▶ _What is expected_
From the forum thread below on aligned versus nonaligned memory access, extract the passage that begins at the words "Post by hankin" and stops after "inline int64_t get_time_ns()".

INTEL X86,why do align access and non-align access have same performance?

News and research about CPU microarchitecture and software optimization
Post Reply
hankin
Posts: 3
Joined: 2021-12-10, 13:29:25

INTEL X86,why do align access and non-align access have same performance?

Post by hankin » 2021-12-20, 9:03:58

From INTEL CPU manual, it says "nonaligned data accesses will seriously impact the performance of the processor". Then I do a test in order to prove it. But the result is that aligned and nonaligned data accesses have the same performance. Why??? Could someone help? My code is shown below:
#include <iostream>
#include <stdint.h>
#include <time.h>
#include <chrono>
#include <string.h>
using namespace std;

static inline int64_t get_time_ns()
{
std::chrono::nanoseconds a = std::chrono::high_resolution_clock::now().time_since_epoch();
return a.count();
}
int main(int argc, char** argv)
{
if (argc < 2) {
cout << "Usage:./test [01234567]" << endl;
cout << "0 - aligned, 1-7 - nonaligned offset" << endl;
return 0;
}
uint64_t offset = atoi(argv[1]);
cout << "offset = " << offset << endl;
const uint64_t BUFFER_SIZE = 800000000;
uint8_t* data_ptr = new uint8_t[BUFFER_SIZE];
if (data_ptr == nullptr) {
cout << "apply for memory failed" << endl;
return 0;
}
memset(data_ptr, 0, sizeof(uint8_t) * BUFFER_SIZE);
const uint64_t LOOP_CNT = 300;
cout << "start" << endl;
auto start = get_time_ns();
for (uint64_t i = 0; i < LOOP_CNT; ++i) {
for (uint64_t j = offset; j <= BUFFER_SIZE - 8; j+= 8) { // align:offset = 0 nonalign: offset=1-7
auto tmp = *(uint64_t*)&data_ptr[j]; // read from memory
++tmp;
*(uint64_t*)&data_ptr[j] = tmp; // write to memory
}
}
auto end = get_time_ns();
cout << "time elapse " << end - start << "ns" << endl;
return 0;
}

RESULT:
offset = 0
start
time elapse 28063563503ns
offset = 1
start
time elapse 28950243291ns
offset = 2
start
time elapse 29374504232ns
offset = 3
start
time elapse 28680777833ns
offset = 4
start
time elapse 28962080206ns
offset = 5
start
time elapse 28364894777ns
offset = 6
start
time elapse 28779795011ns
offset = 7
start
time elapse 29268488768ns

agner
Site Admin
Posts: 75
Joined: 2019-12-27, 18:56:25
Contact:

Re: INTEL X86,why do align access and non-align access have same performance?

▶ _Material supplied_
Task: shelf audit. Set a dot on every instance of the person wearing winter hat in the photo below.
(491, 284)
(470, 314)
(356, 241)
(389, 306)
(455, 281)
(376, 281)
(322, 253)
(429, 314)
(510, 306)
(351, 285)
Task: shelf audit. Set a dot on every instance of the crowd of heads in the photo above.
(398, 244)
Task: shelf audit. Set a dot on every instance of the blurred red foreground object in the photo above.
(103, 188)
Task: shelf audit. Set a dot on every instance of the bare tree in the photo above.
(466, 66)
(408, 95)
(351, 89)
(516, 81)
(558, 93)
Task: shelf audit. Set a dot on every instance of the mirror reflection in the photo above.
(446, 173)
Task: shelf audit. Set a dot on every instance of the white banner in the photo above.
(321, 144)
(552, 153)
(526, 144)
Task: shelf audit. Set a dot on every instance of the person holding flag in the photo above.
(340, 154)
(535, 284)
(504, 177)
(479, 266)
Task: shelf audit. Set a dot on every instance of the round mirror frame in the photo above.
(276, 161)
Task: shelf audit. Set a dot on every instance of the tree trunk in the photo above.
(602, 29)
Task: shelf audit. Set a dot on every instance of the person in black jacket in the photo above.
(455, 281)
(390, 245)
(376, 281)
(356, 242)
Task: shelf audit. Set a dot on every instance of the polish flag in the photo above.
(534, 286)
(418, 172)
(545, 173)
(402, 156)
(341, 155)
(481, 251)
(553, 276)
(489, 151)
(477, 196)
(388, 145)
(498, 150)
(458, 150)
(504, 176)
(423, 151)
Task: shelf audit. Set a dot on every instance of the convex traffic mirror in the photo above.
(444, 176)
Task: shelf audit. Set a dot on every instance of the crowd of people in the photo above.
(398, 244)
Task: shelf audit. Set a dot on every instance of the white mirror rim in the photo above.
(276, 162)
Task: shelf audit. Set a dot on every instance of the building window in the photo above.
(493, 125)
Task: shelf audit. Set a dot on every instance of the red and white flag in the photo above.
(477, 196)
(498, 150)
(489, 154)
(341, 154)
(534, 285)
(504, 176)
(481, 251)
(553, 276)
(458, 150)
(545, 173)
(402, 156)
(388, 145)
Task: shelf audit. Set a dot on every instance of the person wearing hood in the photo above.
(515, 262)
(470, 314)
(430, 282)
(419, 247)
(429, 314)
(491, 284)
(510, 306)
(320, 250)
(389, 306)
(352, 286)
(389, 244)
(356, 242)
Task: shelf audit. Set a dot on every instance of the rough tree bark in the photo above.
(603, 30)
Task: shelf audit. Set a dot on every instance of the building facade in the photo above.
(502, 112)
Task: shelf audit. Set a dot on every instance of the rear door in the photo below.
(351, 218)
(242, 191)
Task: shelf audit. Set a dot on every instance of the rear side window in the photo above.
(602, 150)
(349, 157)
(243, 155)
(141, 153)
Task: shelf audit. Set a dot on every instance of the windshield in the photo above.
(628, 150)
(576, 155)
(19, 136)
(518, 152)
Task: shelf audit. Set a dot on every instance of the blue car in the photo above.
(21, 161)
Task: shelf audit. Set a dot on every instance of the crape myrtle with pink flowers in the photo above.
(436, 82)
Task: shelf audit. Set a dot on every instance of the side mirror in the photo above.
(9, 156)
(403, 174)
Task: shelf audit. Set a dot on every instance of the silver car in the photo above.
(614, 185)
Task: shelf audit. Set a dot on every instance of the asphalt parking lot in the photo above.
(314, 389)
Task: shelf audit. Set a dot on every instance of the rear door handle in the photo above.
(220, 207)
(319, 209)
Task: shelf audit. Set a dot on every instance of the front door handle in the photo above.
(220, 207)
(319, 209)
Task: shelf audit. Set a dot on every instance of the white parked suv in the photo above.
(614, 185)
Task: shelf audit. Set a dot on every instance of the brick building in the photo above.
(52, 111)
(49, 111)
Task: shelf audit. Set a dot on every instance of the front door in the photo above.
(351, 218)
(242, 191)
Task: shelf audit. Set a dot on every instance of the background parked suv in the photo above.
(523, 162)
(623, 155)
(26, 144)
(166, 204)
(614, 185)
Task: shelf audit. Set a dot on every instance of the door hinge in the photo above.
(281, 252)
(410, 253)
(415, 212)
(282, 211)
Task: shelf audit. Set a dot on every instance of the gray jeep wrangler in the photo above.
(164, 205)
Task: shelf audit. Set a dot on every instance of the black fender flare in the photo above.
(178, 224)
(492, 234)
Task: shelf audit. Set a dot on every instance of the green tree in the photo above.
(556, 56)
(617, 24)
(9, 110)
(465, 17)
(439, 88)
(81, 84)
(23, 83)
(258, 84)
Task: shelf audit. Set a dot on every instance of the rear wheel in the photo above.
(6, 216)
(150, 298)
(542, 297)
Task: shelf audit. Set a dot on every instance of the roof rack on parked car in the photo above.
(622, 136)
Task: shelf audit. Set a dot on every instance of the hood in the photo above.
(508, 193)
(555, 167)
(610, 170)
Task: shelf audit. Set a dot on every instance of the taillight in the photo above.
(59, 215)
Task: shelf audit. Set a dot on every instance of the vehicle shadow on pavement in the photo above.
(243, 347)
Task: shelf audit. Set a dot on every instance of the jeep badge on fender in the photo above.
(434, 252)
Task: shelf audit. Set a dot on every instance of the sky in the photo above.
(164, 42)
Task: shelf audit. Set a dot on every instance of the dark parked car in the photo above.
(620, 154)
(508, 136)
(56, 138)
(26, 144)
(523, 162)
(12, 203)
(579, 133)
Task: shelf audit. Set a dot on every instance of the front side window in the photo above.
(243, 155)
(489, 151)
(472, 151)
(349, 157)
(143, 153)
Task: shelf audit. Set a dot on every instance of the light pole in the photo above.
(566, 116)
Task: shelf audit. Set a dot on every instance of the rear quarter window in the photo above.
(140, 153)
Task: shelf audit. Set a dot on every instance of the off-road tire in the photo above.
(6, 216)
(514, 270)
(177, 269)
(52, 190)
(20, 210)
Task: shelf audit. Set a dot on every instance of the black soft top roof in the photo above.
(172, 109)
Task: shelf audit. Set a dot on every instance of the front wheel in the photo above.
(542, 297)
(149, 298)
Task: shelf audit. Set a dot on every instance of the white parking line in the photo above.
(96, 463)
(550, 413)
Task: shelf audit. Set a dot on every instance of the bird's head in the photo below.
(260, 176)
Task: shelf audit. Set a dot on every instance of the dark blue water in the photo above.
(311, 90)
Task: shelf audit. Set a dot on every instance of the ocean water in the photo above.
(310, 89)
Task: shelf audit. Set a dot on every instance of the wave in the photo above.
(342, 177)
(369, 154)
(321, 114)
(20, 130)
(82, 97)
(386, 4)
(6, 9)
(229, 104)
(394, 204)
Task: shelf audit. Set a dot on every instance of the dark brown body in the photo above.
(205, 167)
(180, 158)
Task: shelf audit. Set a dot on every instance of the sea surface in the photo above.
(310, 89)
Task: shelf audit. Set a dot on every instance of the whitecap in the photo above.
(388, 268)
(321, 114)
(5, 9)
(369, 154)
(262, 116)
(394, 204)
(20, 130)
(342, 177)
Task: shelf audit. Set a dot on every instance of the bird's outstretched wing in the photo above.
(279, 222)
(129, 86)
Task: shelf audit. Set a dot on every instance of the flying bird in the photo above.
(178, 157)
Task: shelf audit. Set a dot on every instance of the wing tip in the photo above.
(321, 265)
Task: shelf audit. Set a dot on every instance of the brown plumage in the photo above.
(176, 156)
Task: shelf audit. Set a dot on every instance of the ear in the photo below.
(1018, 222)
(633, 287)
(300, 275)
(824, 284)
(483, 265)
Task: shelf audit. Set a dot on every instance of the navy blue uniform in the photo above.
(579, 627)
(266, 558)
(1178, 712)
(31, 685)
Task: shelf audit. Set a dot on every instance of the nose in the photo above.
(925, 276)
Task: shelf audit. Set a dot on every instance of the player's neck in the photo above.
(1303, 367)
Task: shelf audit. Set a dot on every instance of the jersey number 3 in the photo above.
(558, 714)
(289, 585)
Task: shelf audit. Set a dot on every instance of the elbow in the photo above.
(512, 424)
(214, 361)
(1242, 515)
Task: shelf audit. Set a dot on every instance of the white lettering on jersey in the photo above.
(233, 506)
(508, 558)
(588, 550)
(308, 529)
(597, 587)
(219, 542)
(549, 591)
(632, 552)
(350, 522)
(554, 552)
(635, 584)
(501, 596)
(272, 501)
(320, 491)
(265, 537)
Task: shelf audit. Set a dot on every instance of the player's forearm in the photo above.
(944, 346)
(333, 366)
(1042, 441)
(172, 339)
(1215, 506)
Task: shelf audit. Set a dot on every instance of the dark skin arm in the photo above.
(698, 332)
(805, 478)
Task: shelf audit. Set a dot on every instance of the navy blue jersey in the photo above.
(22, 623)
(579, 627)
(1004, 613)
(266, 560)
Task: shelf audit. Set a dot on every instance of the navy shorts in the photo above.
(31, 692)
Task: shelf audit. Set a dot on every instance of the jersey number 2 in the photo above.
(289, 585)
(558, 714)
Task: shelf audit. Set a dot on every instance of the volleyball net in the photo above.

▶ _Written answer_
Post by hankin » 2021-12-20, 9:03:58

From INTEL CPU manual, it says "nonaligned data accesses will seriously impact the performance of the processor". Then I do a test in order to prove it. But the result is that aligned and nonaligned data accesses have the same performance. Why??? Could someone help? My code is shown below:
#include <iostream>
#include <stdint.h>
#include <time.h>
#include <chrono>
#include <string.h>
using namespace std;

static inline int64_t get_time_ns()